Excerpted passage >>
= Beginning of Section =
Bitter Side of Cocoa

AMico

People around the world love their chocolate, but growing demand for the sweet stuff has its bitter side. I’ve seen that bitter side as an anthropologist who studies rare and endangered primates in the Ivory Coast, a west African country that is the world’s largest producer of cocoa beans.  Cocoa beans, of course, are the main ingredient of chocolate, and the demand for this crop is taking its toll on endangered primates.

My colleagues in the Ivory Coast and I recently spent 208 days surveying 23 national parks and forest reserves in the country.  What we found shocked us.  More than three-quarters of these protected areas had been transformed into illegal cocoa farms.  Of the 23 protected areas, 16 had more than 65 percent of their forests degraded by farms, logging or other human disturbance.

The impact on primates has been dramatic. Overall, 13 of the protected areas had lost their entire primate populations, while another five had lost half of their species.  One species of monkey – Miss waldron’s Red Colobus – was not seen during this survey and has not officially been sighted since 1978. It is probably extinct.

Two other monkeys – the Roloway monkey and the White-Naped Mangabey – were seen in only two reserves and are critically endangered, at least partially due to the habitat destruction caused by illegal cocoa farms.

While what we found is disappointing, there is still time to save the wildlife. First, the land within protected areas needs to be actually protected.

One promising development is the establishment of community-based bio-monitoring programs that involve foot patrols in protected areas conducted by local villagers.

Let’s hope this and other programs can protect these lands before we lose any more endangered species.
= End of Section =
Stored items >>
= Beginning of Section =
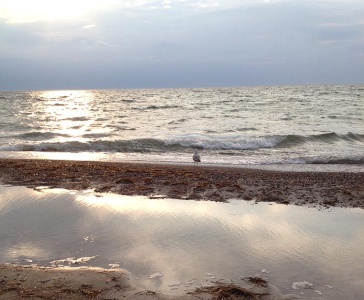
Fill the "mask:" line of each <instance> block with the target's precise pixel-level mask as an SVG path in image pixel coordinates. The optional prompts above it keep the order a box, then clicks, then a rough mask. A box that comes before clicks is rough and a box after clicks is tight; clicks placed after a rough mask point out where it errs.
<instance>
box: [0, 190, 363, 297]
mask: <svg viewBox="0 0 364 300" xmlns="http://www.w3.org/2000/svg"><path fill="white" fill-rule="evenodd" d="M0 241H1V242H0V263H18V264H26V265H29V264H39V265H43V266H51V265H53V266H67V267H68V266H71V267H72V266H97V267H102V268H108V269H110V268H123V269H126V270H128V271H130V272H131V274H132V276H133V280H134V283H135V284H136V285H137V286H138V287H141V288H145V289H149V290H153V291H161V292H162V293H165V294H183V293H186V292H187V291H192V290H194V289H195V288H196V287H198V286H202V285H206V284H209V283H211V282H216V281H221V282H226V283H230V282H234V283H235V284H237V285H239V282H241V280H244V278H246V277H249V276H256V275H258V276H261V277H263V278H267V279H268V281H269V282H270V283H272V284H273V285H275V286H277V287H278V288H279V289H280V290H281V291H282V293H284V294H289V293H293V294H297V295H299V296H304V297H311V298H319V299H361V297H362V295H363V294H364V268H363V266H362V254H363V253H364V210H361V209H339V208H335V209H331V210H324V211H319V210H317V209H315V208H306V207H296V206H286V205H279V204H267V203H261V204H254V203H253V202H246V201H231V202H230V203H216V202H209V201H191V200H190V201H182V200H171V199H148V198H145V197H128V196H120V195H114V194H95V193H93V192H92V191H84V192H75V191H67V190H59V189H53V190H52V189H47V188H46V187H40V188H38V189H36V190H33V189H28V188H25V187H8V186H0Z"/></svg>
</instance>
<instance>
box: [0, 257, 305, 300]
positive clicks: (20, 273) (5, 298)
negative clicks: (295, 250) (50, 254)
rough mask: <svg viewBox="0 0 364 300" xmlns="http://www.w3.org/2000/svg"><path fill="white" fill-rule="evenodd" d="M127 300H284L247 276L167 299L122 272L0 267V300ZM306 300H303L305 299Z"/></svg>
mask: <svg viewBox="0 0 364 300" xmlns="http://www.w3.org/2000/svg"><path fill="white" fill-rule="evenodd" d="M25 298H26V299H72V300H81V299H104V300H106V299H109V300H111V299H114V300H116V299H131V300H172V299H173V300H207V299H216V300H220V299H221V300H222V299H234V300H239V299H241V300H244V299H251V300H270V299H275V300H279V299H281V300H288V299H298V298H297V296H296V295H291V294H290V295H288V294H287V295H283V294H281V293H280V292H279V291H278V290H277V289H276V288H275V287H274V286H273V285H271V284H269V283H268V282H267V281H266V280H264V279H262V278H260V277H248V278H246V279H245V280H244V281H243V284H242V285H241V286H236V285H230V284H216V285H215V286H210V287H205V288H200V289H196V290H195V291H194V292H192V293H189V294H186V295H180V296H168V295H162V294H160V293H157V292H154V291H149V290H138V289H136V288H135V287H134V285H133V283H132V280H131V277H130V274H129V273H128V272H127V271H125V270H122V269H115V270H106V269H101V268H89V267H80V268H44V267H39V266H26V267H25V266H18V265H10V264H7V265H0V299H4V300H5V299H6V300H16V299H25ZM306 299H307V298H306Z"/></svg>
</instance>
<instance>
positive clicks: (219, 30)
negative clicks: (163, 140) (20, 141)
mask: <svg viewBox="0 0 364 300" xmlns="http://www.w3.org/2000/svg"><path fill="white" fill-rule="evenodd" d="M362 83H364V1H363V0H300V1H298V0H200V1H199V0H194V1H192V0H126V1H122V0H119V1H118V0H99V1H97V0H60V1H59V0H43V1H42V0H32V1H29V0H1V2H0V90H2V91H12V90H55V89H109V88H120V89H122V88H185V87H224V86H262V85H263V86H270V85H306V84H362Z"/></svg>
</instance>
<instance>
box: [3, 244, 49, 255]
mask: <svg viewBox="0 0 364 300" xmlns="http://www.w3.org/2000/svg"><path fill="white" fill-rule="evenodd" d="M6 256H7V257H9V258H12V259H16V258H38V257H47V252H46V251H45V250H44V249H42V248H40V247H38V246H37V245H35V244H33V243H24V242H20V243H18V244H16V245H14V246H13V247H11V248H9V249H7V253H6Z"/></svg>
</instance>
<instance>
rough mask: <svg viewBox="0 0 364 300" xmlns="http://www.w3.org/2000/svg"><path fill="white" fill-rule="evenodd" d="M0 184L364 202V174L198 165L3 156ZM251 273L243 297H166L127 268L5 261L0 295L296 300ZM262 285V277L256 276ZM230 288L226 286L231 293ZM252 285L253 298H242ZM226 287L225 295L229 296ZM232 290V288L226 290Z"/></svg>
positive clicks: (344, 205)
= End of Section =
What needs to be done >>
Reproduce the cocoa article from "The impact on" up to and including "is probably extinct.", and switch "extinct" to "gone".

Task solution >>
The impact on primates has been dramatic. Overall, 13 of the protected areas had lost their entire primate populations, while another five had lost half of their species.  One species of monkey – Miss waldron’s Red Colobus – was not seen during this survey and has not officially been sighted since 1978. It is probably gone.